Pointing records
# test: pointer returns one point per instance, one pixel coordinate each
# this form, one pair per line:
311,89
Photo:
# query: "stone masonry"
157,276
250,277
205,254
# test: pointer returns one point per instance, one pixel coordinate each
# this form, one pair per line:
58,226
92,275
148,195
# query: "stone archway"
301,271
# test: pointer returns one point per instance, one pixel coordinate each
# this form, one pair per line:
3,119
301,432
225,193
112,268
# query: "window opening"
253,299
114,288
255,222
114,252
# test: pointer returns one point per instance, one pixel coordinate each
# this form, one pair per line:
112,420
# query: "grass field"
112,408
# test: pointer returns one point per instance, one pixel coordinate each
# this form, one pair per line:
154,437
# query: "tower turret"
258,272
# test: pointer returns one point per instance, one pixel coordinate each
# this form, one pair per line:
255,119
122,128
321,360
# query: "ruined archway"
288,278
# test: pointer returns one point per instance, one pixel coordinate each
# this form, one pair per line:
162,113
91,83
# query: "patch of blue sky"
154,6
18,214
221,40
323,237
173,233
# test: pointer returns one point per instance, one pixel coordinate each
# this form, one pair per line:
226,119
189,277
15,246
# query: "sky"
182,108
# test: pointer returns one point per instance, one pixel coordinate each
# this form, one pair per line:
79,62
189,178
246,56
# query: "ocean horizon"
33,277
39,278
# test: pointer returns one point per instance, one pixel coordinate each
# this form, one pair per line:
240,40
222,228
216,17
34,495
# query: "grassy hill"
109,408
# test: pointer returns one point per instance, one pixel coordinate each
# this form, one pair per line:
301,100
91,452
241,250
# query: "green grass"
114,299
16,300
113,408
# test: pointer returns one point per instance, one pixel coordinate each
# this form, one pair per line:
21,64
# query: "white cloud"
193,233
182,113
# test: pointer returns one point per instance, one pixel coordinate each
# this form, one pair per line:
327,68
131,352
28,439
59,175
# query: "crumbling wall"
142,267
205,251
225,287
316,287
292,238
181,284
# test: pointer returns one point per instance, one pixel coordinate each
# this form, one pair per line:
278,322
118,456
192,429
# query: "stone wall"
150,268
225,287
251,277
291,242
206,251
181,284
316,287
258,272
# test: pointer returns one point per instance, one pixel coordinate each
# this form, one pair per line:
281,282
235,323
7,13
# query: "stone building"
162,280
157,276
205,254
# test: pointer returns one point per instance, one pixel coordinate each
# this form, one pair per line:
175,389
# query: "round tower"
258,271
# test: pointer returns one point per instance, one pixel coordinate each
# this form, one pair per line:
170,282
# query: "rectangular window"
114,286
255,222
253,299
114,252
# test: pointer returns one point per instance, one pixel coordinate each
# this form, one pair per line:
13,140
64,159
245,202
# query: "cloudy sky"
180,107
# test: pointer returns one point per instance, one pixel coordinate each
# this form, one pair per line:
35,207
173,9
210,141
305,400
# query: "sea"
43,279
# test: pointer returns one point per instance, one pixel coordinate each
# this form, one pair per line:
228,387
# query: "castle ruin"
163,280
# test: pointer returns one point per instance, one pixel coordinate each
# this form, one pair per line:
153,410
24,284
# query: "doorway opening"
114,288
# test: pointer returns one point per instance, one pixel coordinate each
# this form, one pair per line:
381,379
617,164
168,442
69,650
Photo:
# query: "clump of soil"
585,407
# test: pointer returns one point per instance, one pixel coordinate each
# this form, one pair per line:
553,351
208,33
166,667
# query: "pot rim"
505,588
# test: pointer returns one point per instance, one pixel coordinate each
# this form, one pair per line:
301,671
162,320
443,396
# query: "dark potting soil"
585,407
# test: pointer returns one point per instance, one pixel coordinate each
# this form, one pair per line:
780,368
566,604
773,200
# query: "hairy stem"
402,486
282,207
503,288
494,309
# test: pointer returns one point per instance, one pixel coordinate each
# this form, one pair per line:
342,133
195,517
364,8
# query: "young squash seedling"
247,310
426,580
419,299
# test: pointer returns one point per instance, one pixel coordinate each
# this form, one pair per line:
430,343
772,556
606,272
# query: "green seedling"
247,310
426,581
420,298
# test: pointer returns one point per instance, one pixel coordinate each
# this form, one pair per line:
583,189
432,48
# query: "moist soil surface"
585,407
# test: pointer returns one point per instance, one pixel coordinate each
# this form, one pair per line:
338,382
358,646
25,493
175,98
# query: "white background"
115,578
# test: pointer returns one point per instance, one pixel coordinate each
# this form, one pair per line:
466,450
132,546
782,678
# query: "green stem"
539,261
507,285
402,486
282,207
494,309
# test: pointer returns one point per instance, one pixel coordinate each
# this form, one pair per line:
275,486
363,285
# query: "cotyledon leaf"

**GOAL:** Copy out all of the records shown above exactly.

**REPLY:**
# test: pointer returns one point per instance, one pixel coordinate each
# this form, one pair per line:
311,89
Photo:
# query: "stone masonry"
157,276
250,277
205,254
# test: pointer returns one point per instance, one pixel coordinate each
# this form, one pair per line:
58,226
92,275
148,195
# query: "stone archway"
301,271
# test: pointer returns one point per instance, one pixel coordinate each
# this form, one pair per line:
3,119
301,432
225,193
112,268
# query: "window opening"
253,299
114,288
255,222
114,252
# test: pointer returns one point per instance, one pixel coordinate each
# this form, one pair per line:
112,420
# query: "grass field"
112,408
# test: pointer returns one point per instance, one pixel coordinate each
# this form, one pair per line:
154,437
# query: "tower turret"
258,272
# test: pointer returns one point per instance, one pixel coordinate each
# this form, one pair per line:
255,119
122,128
321,360
# query: "ruined archway"
288,278
# test: pointer returns one point per instance, one pixel coordinate each
# this form, one pair per line:
162,113
91,83
# query: "patch of blue sky"
154,6
18,214
221,40
323,237
173,233
# test: pointer returns one point per instance, one pixel coordinate each
# this form, one pair per line:
226,119
189,277
15,246
# query: "sky"
182,108
# test: pointer returns one point per instance, one pixel coordinate each
# this form, one pair per line:
79,62
189,178
246,56
# query: "ocean horizon"
33,277
39,278
# test: pointer returns one point per instance, one pixel coordinate each
# this form, one pair per line:
240,40
222,228
216,17
34,495
# query: "grassy hill"
109,408
# test: pointer returns one point per instance, one pixel coordinate each
# this form, one pair per line:
301,100
91,452
241,250
# query: "green grass"
114,299
16,300
113,408
# test: pointer returns one point per instance, one pixel coordinate each
# this form, one pair per line:
21,64
# query: "white cloud"
193,233
182,113
# test: pointer returns one point per instance, one pixel coordinate each
# this form, one pair per line:
327,68
131,352
28,439
59,175
# query: "crumbling wall"
142,267
205,251
225,287
316,287
292,238
181,284
# test: pointer returns one point per instance, one pixel coordinate each
# this form, one pair per line:
278,322
118,456
192,429
# query: "stone wall"
150,268
225,287
251,277
291,242
206,251
181,284
316,287
258,272
# test: pointer returns one point per instance, one pixel coordinate each
# this form, one pair per line:
281,282
235,323
7,13
# query: "stone building"
162,280
157,276
205,254
# test: pointer returns one point per instance, one pixel coordinate each
# this form, one pair per line:
175,389
# query: "round tower"
258,271
# test: pointer returns one point per instance, one pixel coordinate each
# this form, one pair per line:
170,282
# query: "rectangular window"
114,286
255,222
253,299
114,252
# test: pointer returns one point per instance, one pixel coordinate each
# this form, one pair per line:
13,140
64,159
245,202
# query: "cloudy sky"
180,107
# test: pointer returns one point per instance, one pixel coordinate each
# this form, one pair per line:
35,207
173,9
210,141
305,400
# query: "sea"
43,279
# test: pointer returns one point per instance, one pixel coordinate each
# this form, one pair per line:
228,387
# query: "castle ruin"
163,280
# test: pointer returns one point per instance, one pixel coordinate each
# this form, one pair per line:
153,410
24,284
# query: "doorway opening"
114,288
# test: pointer returns one point per instance, one pixel coordinate each
# this form, one pair per line:
381,379
617,164
168,442
69,650
Photo:
# query: "clump of soil"
585,407
# test: pointer returns one point per instance, one pixel coordinate each
# this form, one pair per line:
553,351
208,33
166,667
# query: "pot rim"
505,588
# test: pointer returns one point per instance, one pixel coordinate each
# this form, one pair per line:
301,671
162,320
443,396
# query: "dark potting soil"
585,407
# test: pointer returns one point per instance, one pixel coordinate each
# this form, one pair per line:
780,368
566,604
773,200
# query: "hairy stem"
402,486
282,207
503,288
494,309
# test: pointer returns one point per instance, one pixel coordinate each
# this form, one pair per line:
342,133
195,517
364,8
# query: "young squash seedling"
247,310
426,580
419,299
# test: pointer returns one point per instance, one pixel coordinate each
# this form, one pair per line:
430,343
772,556
606,272
# query: "green seedling"
247,310
426,581
420,298
# test: pointer returns one point per instance, one pixel coordinate each
# this form, one pair per line:
583,189
432,48
# query: "moist soil surface"
585,407
# test: pointer returns one point per instance, one pixel coordinate each
# this form, one pair per line:
338,382
358,646
25,493
175,98
# query: "white background"
115,578
# test: pointer returns one point per instance, one pixel coordinate each
# this form, one pair per line:
466,450
132,546
782,678
# query: "green stem"
539,261
507,285
402,486
282,207
494,309
# test: pointer returns one point per instance, one pixel coordinate each
# this form, one pair per line:
275,486
363,285
# query: "cotyledon leaf"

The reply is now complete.